#### Fragment ####

Offline Kekacz Mężczyzna

  • Wiadomości: 859
  • Ekspres: Lelit MaraX V2, (było: RS V4 PID, Gaggia Baby Twin)
  • Młynek: Eureka Single Dose, Timemore Slim Titanium, (było: F4 Nano V2, Gaggia MDF Stepless)
Odp: Kawa z marketu - czy rzeczywiście nie da się jej pić?
« Odpowiedź #172 dnia: 03 Październik 2016, 09:18:58 »
Od jakiegoś czasu bawię się z serią "Kawy świata" MK Cafe. Po przerobieniu wszystkich zostałem przy Brazylii. Jak na 12zł/250g jest dobrze. Piłem wyraźnie gorsze włoskie produkcje, nie sklepowe.
Espresso z 15g i brew ratio na poziomie 50% wychodziło słodkie, syropowate, bez kwasków, z wyczuwalną czekoladą.
Akurat w weekend skończyłem jedno opakowanie i zacząłem kolejne. Oba z tą samą datą przydatności - 11.2017. Numerów partii nie mogę już porównać.
Pierwsze doppio i ... kwas aż twarz wykręca. Doza ta sama, czas, temperatura też (98*c na PID na szczycie bojlera co daje u mnie 90*c na prysznicu). Nie ta kawa :/ Dodatkowo pośród ziaren widać pojedyncze sztuki bardzo jasne. Podniesienie temperatury o 4*c wiele nie zmieniło. Nawet osobnym termometrem sprawdziłem czy aby PID nie oszalał i mi z temperaturami nie kłamie.
Przerobiłem już kilka opakowań tej kawy. Ale taką wpadkę zaliczyłem po raz pierwszy. Jakaś kontrola jakości dała ciała.
W młynku: Prima Intenso
"Im więcej wiem o kawie, tym mniej wiem o kawie"

####

- [Polecenie 1]:
Przetłumacz na angielski to zdanie z wpisu o kawie z marketu: „Akurat w weekend skończyłem jedno opakowanie i zacząłem kolejne.”
- [Polecenie 2]:
Podaj wszystkie modele ekspresów, które wymieniono we wpisie o kawie z marketu.
- [Polecenie 3]:
Napisz dalszy ciąg wpisu o kawie z marketu, zaczynając po jego ostatnim zdaniu.
Materiał poniżej nie ma związku z wpisem o kawie z marketu.

#### Materiał ####

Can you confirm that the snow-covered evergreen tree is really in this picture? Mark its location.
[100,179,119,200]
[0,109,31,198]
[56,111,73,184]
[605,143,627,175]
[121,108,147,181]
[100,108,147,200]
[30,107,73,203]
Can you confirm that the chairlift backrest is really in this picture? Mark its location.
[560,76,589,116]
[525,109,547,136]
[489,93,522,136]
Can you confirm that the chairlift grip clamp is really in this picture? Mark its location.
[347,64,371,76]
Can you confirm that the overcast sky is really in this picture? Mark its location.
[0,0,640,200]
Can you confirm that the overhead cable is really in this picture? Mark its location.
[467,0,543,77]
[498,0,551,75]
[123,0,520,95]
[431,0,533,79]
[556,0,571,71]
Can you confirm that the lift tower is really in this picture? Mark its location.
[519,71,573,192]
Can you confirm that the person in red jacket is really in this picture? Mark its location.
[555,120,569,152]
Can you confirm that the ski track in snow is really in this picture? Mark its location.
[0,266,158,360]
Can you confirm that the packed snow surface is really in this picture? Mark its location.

####
#### Materiał ####

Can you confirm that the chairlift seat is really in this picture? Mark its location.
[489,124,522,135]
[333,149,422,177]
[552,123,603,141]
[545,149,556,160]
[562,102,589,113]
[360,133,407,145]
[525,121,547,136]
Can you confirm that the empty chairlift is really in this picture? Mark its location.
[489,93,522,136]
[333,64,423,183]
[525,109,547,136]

####
#### Materiał ####

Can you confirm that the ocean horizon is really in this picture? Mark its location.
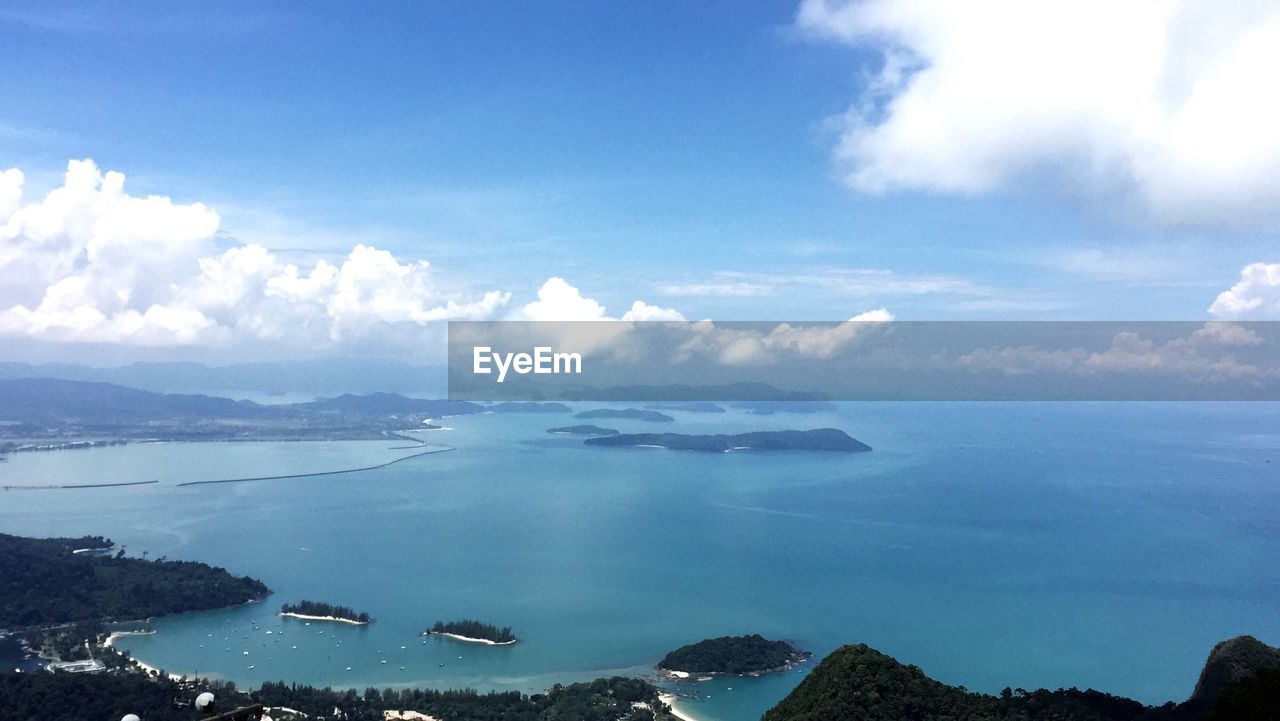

####

- [Odpowiedź 1]:
I happened to finish one package over the weekend and started another one.

- [Odpowiedź 2]:
Lelit MaraX V2, RS V4 PID, Gaggia Baby Twin

- [Odpowiedź 3]:
Offline DrUsagi Mężczyzna

  • Global Moderator
  • Wiadomości: 6342
  • Ekspres: Conti CC100 PM, FE-AR La Peppina, Arrarex Caravel, alternatywa, w renowacji: Pedretti KIM Express
  • Młynek: Gastronomiczne 65mm, małe stożki głównie pod alternatywę
Odp: Kawa z marketu - czy rzeczywiście nie da się jej pić?
« Odpowiedź #173 dnia: 03 Październik 2016, 14:53:59 »
Polak Węgier dwa bratanki - może więc skorzystajmy z testów kolegów Węgrów którzy mielonki ze sklepów przygotowali w kawiarce wedle przepisu 18g kawy, 80g wody.

Pełny test tutaj, wujek google pomoże w zrozumieniu. A dla tych, którym czytać się nie chce i już chcą biegnąć po tanią i dobrą i zmieloną kawę - zwycięzcą został Gold Bellard z Lidla  kawka
LMWDP #469

Offline piomic

  • Wiadomości: 2588
  • Ekspres: Rocket Cellini Evoluzione
  • Młynek: MSJ
Odp: Kawa z marketu - czy rzeczywiście nie da się jej pić?
« Odpowiedź #174 dnia: 03 Październik 2016, 18:46:34 »
Jestem świeżo po przymusowym potrójnie ślepym teście kawy marketowej.
Przymusowym bo skończyła mi się półka a zamówienie dojdzie jutro, potrójnie ślepym bo wprawdzie wiem że to kawa w ziarenkach z Lidla ale kompletnie nie pamiętam jaka dokładnie, kiedy kupiona i otwarta a tym bardziej kiedy palona. Ot, kiedyś (rok? więcej?) w podobnej sytuacji ratowałem się zakupem w markecie, zrobiłem kilka kaw, przyszła paczka więc większość opakowania została i żona żeby jej się torebka nie pałętała po kuchni przesypała do puszki (takiej zwyczajnej nieszczelnej, z pokrywką) i wetknęła do szafki – teraz się przydała.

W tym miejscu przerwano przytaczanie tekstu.